**TO DO**
Look at each line below and tally those holding "wheel"; answer with that figure and nothing else.

**DATA UNDER STUDY**

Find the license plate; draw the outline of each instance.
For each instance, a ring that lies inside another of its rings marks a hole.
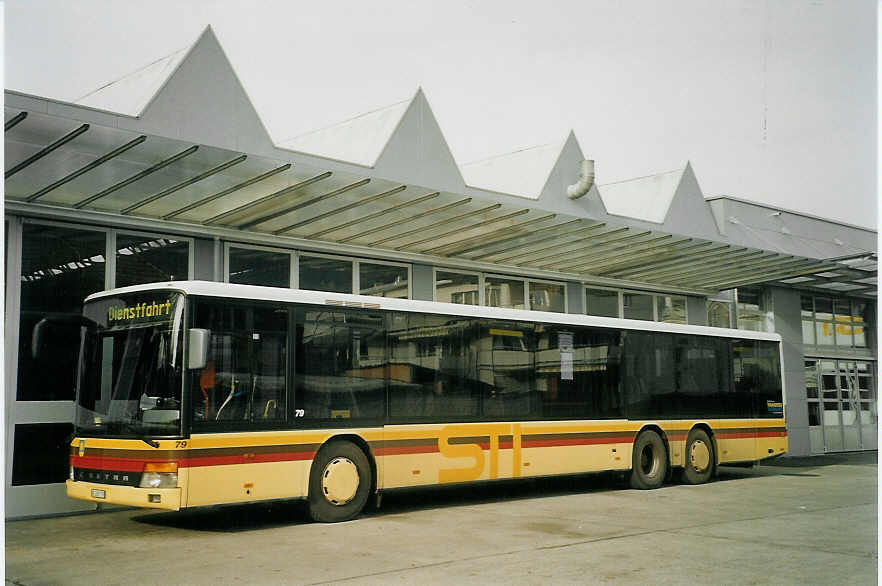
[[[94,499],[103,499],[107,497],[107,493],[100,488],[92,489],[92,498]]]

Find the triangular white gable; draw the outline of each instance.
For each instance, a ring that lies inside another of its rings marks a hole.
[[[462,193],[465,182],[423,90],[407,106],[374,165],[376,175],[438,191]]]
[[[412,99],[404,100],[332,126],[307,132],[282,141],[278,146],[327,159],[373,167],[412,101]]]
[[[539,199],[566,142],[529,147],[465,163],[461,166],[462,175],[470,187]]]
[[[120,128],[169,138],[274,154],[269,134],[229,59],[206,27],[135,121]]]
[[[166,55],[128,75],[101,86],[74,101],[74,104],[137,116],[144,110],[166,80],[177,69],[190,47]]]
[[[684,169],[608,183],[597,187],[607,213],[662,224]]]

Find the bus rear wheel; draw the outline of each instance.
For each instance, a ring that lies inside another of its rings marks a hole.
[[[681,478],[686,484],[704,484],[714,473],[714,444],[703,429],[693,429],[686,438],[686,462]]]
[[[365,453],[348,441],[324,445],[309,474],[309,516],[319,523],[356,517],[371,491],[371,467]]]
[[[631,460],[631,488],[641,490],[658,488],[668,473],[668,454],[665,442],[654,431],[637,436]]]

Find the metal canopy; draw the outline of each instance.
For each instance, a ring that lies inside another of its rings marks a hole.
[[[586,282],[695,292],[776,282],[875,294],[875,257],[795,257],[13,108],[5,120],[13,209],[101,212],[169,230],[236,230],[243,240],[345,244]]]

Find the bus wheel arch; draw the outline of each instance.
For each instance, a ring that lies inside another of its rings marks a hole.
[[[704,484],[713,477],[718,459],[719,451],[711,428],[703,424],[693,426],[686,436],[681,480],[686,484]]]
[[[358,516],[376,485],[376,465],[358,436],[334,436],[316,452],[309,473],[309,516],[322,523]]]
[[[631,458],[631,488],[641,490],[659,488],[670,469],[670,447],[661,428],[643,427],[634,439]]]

---

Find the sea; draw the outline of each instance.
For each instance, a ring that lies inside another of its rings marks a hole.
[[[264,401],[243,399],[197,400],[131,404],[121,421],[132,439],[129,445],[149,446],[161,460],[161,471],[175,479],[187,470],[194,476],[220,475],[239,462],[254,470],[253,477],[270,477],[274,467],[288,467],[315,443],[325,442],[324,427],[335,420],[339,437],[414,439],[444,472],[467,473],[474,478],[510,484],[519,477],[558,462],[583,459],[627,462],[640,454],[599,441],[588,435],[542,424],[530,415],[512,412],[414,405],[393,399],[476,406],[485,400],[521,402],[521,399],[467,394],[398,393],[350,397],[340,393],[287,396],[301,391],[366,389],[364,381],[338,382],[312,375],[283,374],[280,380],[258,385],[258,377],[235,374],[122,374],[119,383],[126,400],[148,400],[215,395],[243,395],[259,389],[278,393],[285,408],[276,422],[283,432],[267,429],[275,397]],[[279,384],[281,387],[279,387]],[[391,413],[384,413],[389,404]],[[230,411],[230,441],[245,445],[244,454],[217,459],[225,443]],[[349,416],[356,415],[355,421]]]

**SOLVED PROBLEM**
2